(Required tasks):
1/ List every method the notes on adding knowledge to language models give for training pretrained entity embeddings, with the example named for each.
2/ Carry the notes on adding knowledge to language models forward past their last line.

START Passage

Techniques to add knowledge to LMs

  • Categories

    1. Add pretrained entity embeddings
      • ERNIE
      • KnowBERT
    2. Use a external memory
      • KGLM
      • KNN-LM
    3. Modify the training data
      • WKLM
      • ERNIE, - salient span masking
  • 1 Add pretrained entitiy embeddings

    • USA, US, United States will have different word embeddings, but should have same entity embedding. If we can correctly link the word token of entity to its entity id. We can incorporate pretrained entitiy embeddings trained via:

      • Knowledge graph embedding methods - TransE
      • Word-entity co-occurrence methods - Wikipedia2Vec
      • Transformer encodings of entity descriptions - BLINK
    • How do we incorporate pretrained entitiy embeddings from a different embedding space?

      • Learn a fusion layer to combine context and entity information

        \(h_j = F(W_tw_j + W_ee_k + b)\) where \(w_j\) is the word embedding and \(e_k\) is the entity embedding

    • ERNIE: Enhanced Language Representation with Informative Entities (Zhang et al. ACL 2019)

      • Text encoder: BERT like

      • Knowledge encoder: stacked blocks composed of:

        • Two multi-headed attentions (MHAs) over entity embeddings and token embeddings

        • A fusion layer to combine the output of the MHAs

        • Trained with BERT objective + a knowledge pretraining task (dEA - denoising entity autoencoder, Vincent et al. ICML 2008): randomly mask token-entity alignments and predict the corresponding entity for a token from the entities in the sequence.

      • Remaining challenges:

        • Needs text data with entities annotated in the input.
    • KnowBERT: Jointly learn to link entities with KnowBERT (Peters et al. EMNLP 2019)

      • pretrain an integrated entity linker (EL) as an extension to BERT
      • EL predicts entities so entity annotations aren’t required
      • Learning EL may better encode knowledge
      • Also uses a fusion layer to combine entity and context information and adds a knowledge pretraining task.

END Passage
START Records shown

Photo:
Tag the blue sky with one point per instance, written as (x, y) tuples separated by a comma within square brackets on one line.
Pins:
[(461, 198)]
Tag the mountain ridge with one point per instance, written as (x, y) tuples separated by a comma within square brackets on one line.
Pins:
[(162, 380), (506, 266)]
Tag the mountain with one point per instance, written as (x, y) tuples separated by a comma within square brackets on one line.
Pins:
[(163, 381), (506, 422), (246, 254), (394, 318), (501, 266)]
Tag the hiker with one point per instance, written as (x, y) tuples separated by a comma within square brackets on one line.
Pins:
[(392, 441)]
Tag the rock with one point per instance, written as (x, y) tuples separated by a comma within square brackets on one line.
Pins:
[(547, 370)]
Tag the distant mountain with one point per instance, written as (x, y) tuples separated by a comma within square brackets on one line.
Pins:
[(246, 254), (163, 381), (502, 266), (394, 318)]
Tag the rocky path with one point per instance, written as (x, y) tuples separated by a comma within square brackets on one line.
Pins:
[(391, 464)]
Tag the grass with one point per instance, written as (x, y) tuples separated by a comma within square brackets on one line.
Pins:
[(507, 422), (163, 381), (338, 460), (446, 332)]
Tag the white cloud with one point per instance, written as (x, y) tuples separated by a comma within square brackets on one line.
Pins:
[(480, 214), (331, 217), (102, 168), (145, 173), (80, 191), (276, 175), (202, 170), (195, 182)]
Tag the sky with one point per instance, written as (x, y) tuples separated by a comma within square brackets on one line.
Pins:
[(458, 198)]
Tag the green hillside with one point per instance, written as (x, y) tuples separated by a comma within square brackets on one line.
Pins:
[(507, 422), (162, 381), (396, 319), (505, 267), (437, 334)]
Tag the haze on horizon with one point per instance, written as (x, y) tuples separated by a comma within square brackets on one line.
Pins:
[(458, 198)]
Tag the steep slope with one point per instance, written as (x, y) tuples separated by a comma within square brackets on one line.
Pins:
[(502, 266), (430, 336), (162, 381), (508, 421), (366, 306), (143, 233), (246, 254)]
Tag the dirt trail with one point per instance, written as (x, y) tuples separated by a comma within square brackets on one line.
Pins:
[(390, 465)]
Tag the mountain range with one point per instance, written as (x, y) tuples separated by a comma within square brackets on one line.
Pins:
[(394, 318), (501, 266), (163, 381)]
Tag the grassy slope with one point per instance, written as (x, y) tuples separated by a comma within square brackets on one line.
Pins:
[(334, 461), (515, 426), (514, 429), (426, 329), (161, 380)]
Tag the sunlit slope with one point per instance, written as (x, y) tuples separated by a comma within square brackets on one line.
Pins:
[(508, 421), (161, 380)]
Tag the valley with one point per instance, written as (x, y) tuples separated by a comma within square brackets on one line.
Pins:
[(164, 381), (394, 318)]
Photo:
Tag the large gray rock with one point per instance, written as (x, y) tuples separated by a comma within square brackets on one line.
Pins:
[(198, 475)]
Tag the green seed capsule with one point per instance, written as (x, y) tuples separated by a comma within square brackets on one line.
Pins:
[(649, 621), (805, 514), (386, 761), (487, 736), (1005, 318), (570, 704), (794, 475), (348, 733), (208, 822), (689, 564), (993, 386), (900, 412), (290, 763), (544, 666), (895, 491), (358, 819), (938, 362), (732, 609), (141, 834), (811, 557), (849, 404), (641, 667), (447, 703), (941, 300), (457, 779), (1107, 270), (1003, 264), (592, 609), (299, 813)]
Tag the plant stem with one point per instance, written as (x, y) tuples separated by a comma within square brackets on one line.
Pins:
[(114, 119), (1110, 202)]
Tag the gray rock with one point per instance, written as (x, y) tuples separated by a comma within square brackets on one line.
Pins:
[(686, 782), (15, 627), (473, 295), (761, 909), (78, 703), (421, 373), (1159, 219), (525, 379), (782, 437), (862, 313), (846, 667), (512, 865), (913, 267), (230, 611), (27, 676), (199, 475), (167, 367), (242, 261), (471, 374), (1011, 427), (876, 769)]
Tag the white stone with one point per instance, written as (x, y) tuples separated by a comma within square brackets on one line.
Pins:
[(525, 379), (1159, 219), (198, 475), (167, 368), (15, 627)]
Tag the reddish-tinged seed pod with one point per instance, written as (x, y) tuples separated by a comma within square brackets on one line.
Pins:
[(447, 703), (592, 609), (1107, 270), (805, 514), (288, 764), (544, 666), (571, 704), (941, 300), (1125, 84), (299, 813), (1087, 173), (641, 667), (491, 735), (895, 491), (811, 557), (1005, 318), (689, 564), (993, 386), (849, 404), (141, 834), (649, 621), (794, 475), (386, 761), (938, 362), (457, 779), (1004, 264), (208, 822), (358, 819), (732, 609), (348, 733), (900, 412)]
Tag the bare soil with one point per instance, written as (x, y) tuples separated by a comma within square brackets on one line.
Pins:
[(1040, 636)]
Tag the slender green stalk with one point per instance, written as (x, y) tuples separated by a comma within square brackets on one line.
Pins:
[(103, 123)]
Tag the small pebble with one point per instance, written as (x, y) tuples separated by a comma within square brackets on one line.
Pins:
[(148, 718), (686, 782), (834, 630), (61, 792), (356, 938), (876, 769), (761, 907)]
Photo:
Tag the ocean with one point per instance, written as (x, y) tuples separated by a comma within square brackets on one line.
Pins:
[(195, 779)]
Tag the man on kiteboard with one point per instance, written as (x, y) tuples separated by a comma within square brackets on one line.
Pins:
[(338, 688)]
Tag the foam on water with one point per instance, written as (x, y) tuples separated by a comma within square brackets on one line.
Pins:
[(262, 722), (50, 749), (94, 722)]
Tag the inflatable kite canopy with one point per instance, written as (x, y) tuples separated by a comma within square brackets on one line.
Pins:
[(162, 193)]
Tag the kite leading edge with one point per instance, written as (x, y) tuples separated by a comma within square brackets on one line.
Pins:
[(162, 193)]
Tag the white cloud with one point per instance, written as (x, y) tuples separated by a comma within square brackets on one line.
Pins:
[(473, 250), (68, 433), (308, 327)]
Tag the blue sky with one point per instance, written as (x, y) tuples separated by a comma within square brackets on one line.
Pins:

END Records shown

(Answers by item):
1/
- Knowledge graph embedding methods: TransE
- Word-entity co-occurrence methods: Wikipedia2Vec
- Transformer encodings of entity descriptions: BLINK

2/
  • 2 Use an external memory

    • Are their more direct ways than pretrained entity embeddings to provide the model factual knowledge?

    • Yes: Give the model access to an external memory (a key-value store with access to KG triplets or context information)

    • Advantages:

      • Can better support injecting and updating factual knowledge
      • More interpretable
    • Knowledge-Graphs for Fact-Aware Language Modeling (Logan et al. ACL 2019)

      • Key idea: condition the language model on a knowledge graph

      \(P(x^{t+1}, \epsilon^{t+1} \vert x^{t-m}, \epsilon^{t-m},\dots,x^{t}, \epsilon^{t})\) where \(\epsilon^{t}\) is the KG entities mentioned at timestep \(t\)

      • Build a “local” knowledge graph as you iterate over the sequence
      • Local KG: subset of the full KG with only entities relevant to the sequence

      • LSTM hidden state used to predict the types of the next word:
        • Related Entity (in the local KG)
          • Find the top-scoring parent and relation in the local KG using the LSTM hidden state and pretrained entity and relation embeddings
          • \(P(p_t) = softmax(v_p \cdot h_t)\), where \(p_t\) is the “parent” entity, \(v_p\) is the corresponding entity embedding, and \(h_t\) is from the LSTM hidden state
          • Next entity: tail entity from KG triple of (top parent entity, top relation, tail entity)
          • Next word: most likely next token over vocabulary expanded to include entity aliases.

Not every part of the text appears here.